■ **Problem to work on**:
The records that follow need to be output exactly as they are.

■ **Records**:
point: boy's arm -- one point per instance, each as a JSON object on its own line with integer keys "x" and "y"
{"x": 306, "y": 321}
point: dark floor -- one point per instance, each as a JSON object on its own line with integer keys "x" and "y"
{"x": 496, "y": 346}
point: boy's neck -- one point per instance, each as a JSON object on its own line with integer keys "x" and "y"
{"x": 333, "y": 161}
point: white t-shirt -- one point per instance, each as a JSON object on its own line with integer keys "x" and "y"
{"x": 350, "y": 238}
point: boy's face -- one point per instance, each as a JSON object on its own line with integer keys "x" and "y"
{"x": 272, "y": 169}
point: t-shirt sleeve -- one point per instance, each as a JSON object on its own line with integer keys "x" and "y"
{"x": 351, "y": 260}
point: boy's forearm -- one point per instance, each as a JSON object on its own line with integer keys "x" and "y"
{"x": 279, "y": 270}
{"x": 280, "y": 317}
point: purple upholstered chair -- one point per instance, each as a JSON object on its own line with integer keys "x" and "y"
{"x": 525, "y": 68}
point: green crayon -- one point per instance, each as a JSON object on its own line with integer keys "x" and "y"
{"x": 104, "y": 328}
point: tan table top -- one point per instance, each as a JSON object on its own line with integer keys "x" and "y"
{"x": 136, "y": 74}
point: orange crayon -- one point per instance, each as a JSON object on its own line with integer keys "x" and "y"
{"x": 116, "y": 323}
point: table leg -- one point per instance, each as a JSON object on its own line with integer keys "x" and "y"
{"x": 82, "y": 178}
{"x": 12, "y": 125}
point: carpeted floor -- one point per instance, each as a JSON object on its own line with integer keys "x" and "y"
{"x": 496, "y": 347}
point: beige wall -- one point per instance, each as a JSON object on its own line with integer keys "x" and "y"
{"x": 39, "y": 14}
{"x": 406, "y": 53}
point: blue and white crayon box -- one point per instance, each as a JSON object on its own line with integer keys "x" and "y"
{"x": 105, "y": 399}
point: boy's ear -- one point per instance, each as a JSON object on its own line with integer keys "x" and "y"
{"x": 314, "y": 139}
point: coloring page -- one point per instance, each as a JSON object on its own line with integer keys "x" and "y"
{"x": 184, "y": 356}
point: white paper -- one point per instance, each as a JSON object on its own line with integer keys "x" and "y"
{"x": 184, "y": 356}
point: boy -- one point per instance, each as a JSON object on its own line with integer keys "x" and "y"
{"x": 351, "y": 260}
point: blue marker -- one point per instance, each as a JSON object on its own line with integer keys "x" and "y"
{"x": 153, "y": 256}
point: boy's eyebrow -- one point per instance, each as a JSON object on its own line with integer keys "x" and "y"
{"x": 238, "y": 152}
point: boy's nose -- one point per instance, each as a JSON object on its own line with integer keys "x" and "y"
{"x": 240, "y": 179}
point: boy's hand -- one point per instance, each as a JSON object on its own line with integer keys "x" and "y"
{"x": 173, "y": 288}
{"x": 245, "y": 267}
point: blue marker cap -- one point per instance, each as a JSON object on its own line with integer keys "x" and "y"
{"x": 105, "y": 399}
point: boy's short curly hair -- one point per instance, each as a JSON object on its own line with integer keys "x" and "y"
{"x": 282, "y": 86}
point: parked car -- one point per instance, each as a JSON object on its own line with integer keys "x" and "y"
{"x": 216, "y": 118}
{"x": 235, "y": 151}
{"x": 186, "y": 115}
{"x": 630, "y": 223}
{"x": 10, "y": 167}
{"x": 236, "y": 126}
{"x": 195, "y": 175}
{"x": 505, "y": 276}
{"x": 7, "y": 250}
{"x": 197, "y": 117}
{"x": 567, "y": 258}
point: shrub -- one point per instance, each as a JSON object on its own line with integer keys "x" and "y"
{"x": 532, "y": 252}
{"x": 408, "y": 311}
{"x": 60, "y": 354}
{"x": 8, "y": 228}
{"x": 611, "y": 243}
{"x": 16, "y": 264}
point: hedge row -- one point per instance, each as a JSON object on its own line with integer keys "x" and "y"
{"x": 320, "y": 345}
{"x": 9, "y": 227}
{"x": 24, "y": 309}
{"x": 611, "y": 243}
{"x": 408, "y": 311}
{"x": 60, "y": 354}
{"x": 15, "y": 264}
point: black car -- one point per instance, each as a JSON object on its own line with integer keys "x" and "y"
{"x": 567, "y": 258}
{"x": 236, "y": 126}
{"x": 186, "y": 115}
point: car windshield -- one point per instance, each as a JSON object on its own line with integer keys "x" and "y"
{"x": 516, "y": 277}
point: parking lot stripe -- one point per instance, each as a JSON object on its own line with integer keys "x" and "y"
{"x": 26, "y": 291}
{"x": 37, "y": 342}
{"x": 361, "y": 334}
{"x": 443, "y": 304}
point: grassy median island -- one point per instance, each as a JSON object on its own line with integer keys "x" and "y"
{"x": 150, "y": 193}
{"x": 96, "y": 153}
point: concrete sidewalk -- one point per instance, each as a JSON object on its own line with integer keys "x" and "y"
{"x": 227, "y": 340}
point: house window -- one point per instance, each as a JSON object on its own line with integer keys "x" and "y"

■ **Result**:
point: boy's arm -- one point per instance, each as a JSON object on its own line with integer keys "x" and "y"
{"x": 306, "y": 321}
point: dark floor -- one point per instance, each as a JSON object on its own line with integer keys "x" and "y"
{"x": 496, "y": 346}
point: boy's neck -- one point per instance, each as a JSON object on its own line with integer keys "x" and "y"
{"x": 333, "y": 161}
point: white t-shirt -- one point per instance, each as a JSON object on its own line with integer keys "x" and "y"
{"x": 350, "y": 238}
point: boy's face -- one point per instance, each as a JSON object on its own line with integer keys "x" and "y"
{"x": 272, "y": 169}
point: t-shirt sleeve -- one point per instance, each as a JSON object on its own line with integer keys "x" and "y"
{"x": 351, "y": 260}
point: boy's forearm -- one point per instance, each as a JSON object on its own line with integer keys "x" and "y"
{"x": 279, "y": 270}
{"x": 280, "y": 317}
point: purple upholstered chair -- one point per instance, each as a JSON object on its own line with integer keys "x" and "y"
{"x": 525, "y": 68}
point: green crayon -- one point per instance, each as a JSON object on its own line with integer keys "x" and "y"
{"x": 104, "y": 328}
point: tan table top -- one point per instance, each as a JSON object on its own line with integer keys "x" and "y"
{"x": 136, "y": 74}
point: orange crayon -- one point per instance, each as a JSON object on its own line with integer keys "x" and "y"
{"x": 116, "y": 323}
point: table leg -- one point per instance, each as a JSON object on its own line with integer keys "x" and "y"
{"x": 82, "y": 178}
{"x": 12, "y": 125}
point: carpeted floor -- one point per instance, each as a JSON object on its own line with integer keys "x" and "y"
{"x": 496, "y": 347}
point: beige wall -- one point per instance, each as a JSON object on its own line with integer keys "x" and "y"
{"x": 39, "y": 14}
{"x": 406, "y": 53}
point: blue and white crayon box -- one point per instance, each as a JSON object on its own line with integer keys "x" and "y"
{"x": 105, "y": 399}
point: boy's ear -- one point per instance, each as a JSON object on its own line with integer keys "x" and "y"
{"x": 314, "y": 139}
point: coloring page -- one point per instance, each as a JSON object on its own line with integer keys "x" and "y"
{"x": 184, "y": 356}
point: white paper -- one point per instance, each as a JSON object on its own line with integer keys "x" and "y"
{"x": 184, "y": 356}
point: boy -- one point per instance, each as a JSON object on its own line with integer keys "x" and "y"
{"x": 351, "y": 260}
point: blue marker -- one point per instance, each as a JSON object on its own line with integer keys "x" and "y"
{"x": 153, "y": 256}
point: boy's eyebrow -- one point per instance, each as a JSON object on its own line with integer keys "x" and "y"
{"x": 238, "y": 152}
point: boy's nose -- one point per instance, each as a JSON object on its own line with integer keys "x" and "y"
{"x": 240, "y": 179}
point: boy's hand -- one point per instance, each as a JSON object on its own line with integer keys "x" and "y"
{"x": 173, "y": 288}
{"x": 245, "y": 267}
point: blue marker cap -- one point per instance, each as a JSON object on its own line with integer keys "x" and "y"
{"x": 105, "y": 399}
point: boy's short curly hair -- one point per instance, each as a JSON object on its own line with integer keys "x" and "y"
{"x": 282, "y": 86}
point: parked car -- one point per instance, each as a JSON object on its own line with integer keys "x" and "y"
{"x": 216, "y": 118}
{"x": 235, "y": 151}
{"x": 186, "y": 115}
{"x": 630, "y": 223}
{"x": 10, "y": 167}
{"x": 236, "y": 126}
{"x": 195, "y": 175}
{"x": 505, "y": 276}
{"x": 7, "y": 250}
{"x": 197, "y": 117}
{"x": 567, "y": 258}
point: shrub -- one point per instance, each as a JSON object on its own line with integer keys "x" and "y"
{"x": 532, "y": 252}
{"x": 408, "y": 311}
{"x": 60, "y": 354}
{"x": 8, "y": 228}
{"x": 611, "y": 243}
{"x": 16, "y": 264}
point: hedge row -- one point per instance, each as a JSON object on its own line with integer keys "x" and "y"
{"x": 320, "y": 345}
{"x": 9, "y": 227}
{"x": 24, "y": 309}
{"x": 611, "y": 243}
{"x": 408, "y": 311}
{"x": 60, "y": 354}
{"x": 15, "y": 264}
point: black car -- one point per instance, each as a JSON object on its own line with integer keys "x" and "y"
{"x": 567, "y": 258}
{"x": 236, "y": 126}
{"x": 186, "y": 115}
point: car windshield -- one point per instance, each as a JSON object on its own line with integer keys "x" and "y"
{"x": 516, "y": 277}
point: parking lot stripe -- one point per instance, each as a JSON object on its own line with integer keys "x" and "y"
{"x": 26, "y": 291}
{"x": 37, "y": 342}
{"x": 361, "y": 334}
{"x": 443, "y": 304}
point: grassy median island -- one point per instance, each as a JSON object on its own line with integer keys "x" and "y"
{"x": 150, "y": 193}
{"x": 96, "y": 153}
point: concrete sidewalk -- one point per instance, each as a JSON object on its own line with integer keys "x" and "y"
{"x": 227, "y": 340}
point: house window -- one point per instance, each as a JSON object on its own line with integer keys "x" and "y"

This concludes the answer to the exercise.